Provided passage =>
====
# Design Notes: Why can you change the primal computation?

These design notes are to help you understand ChainRules.jl's `rrule`

function. It explains why we have a `rrule`

function that returns both the primal result (i.e. the output for the forward pass) and the pullback as a closure. It might be surprising to some AD authors, who might expect just a function that performs the pullback, that the `rrule`

function computes the primal result as well as the pullback. In particularly, `rrule`

allows you to *change* how the primal result is computed. We will illustrate in this document why being able to change the computation of the primal is crucial for efficient AD.

Discussion here is focused on on reverse mode and `rrule`

. Similar concerns do apply to forward mode and `frule`

. In forward mode these concerns lead to the fusing of the `pushforward`

into `frule`

. All the examples given here also apply in forward mode. In fact in forward mode there are even more opportunities to take advantage of sharing work between the primal and derivative computations. A particularly notable example is in efficiently calculating the pushforward of solving a differential equation via expanding the system of equations to also include the derivatives before solving it.
====
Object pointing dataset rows
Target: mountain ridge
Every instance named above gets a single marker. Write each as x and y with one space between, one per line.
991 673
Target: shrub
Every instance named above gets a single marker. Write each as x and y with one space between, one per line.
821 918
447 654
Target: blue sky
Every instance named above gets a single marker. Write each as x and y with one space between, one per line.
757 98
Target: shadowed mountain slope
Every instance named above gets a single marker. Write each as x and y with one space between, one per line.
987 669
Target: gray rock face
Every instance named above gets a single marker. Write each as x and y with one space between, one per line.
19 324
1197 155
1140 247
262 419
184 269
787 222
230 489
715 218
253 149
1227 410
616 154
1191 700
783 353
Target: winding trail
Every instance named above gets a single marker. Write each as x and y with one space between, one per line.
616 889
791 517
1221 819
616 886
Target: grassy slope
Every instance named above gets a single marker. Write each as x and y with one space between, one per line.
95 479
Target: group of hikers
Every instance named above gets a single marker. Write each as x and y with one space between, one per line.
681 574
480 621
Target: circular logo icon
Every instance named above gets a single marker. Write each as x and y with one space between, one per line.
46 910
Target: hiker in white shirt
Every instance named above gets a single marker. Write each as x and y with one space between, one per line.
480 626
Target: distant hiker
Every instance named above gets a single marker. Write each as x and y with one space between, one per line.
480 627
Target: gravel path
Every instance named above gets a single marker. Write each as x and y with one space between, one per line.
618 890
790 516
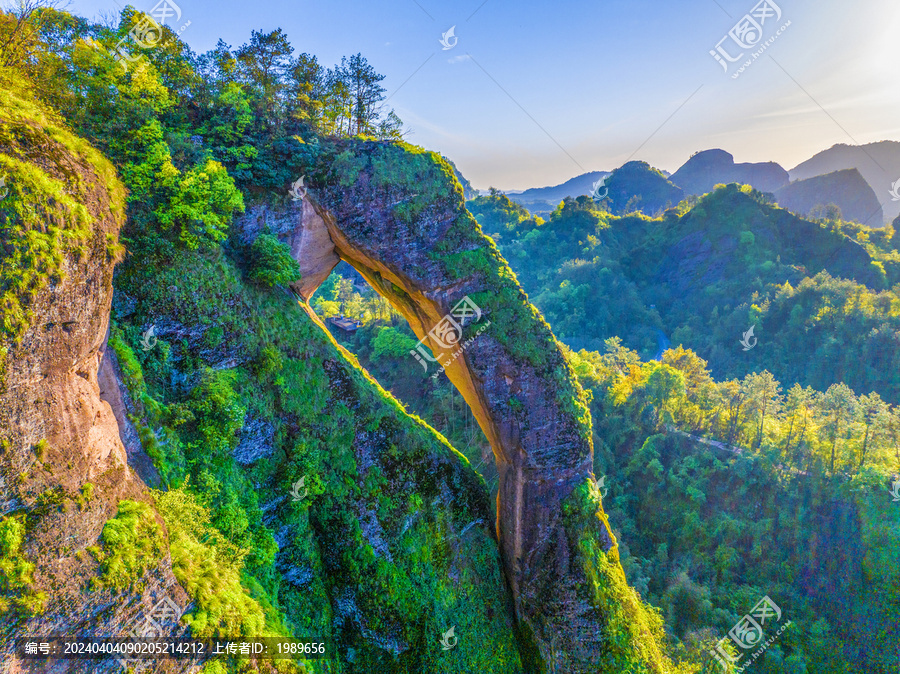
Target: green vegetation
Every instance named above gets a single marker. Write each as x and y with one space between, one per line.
====
Answer these questions from the design notes on ChainRules.jl's `rrule`:
(a) What two things does the `rrule` function return?
(b) In forward mode, what do the concerns discussed lead to?
(c) What particularly notable forward-mode example does the text give?

Exercise answer =>
(a) The primal result (the output for the forward pass) and the pullback as a closure.
(b) The fusing of the `pushforward` into `frule`.
(c) Efficiently calculating the pushforward of solving a differential equation by expanding the system of equations to also include the derivatives before solving it.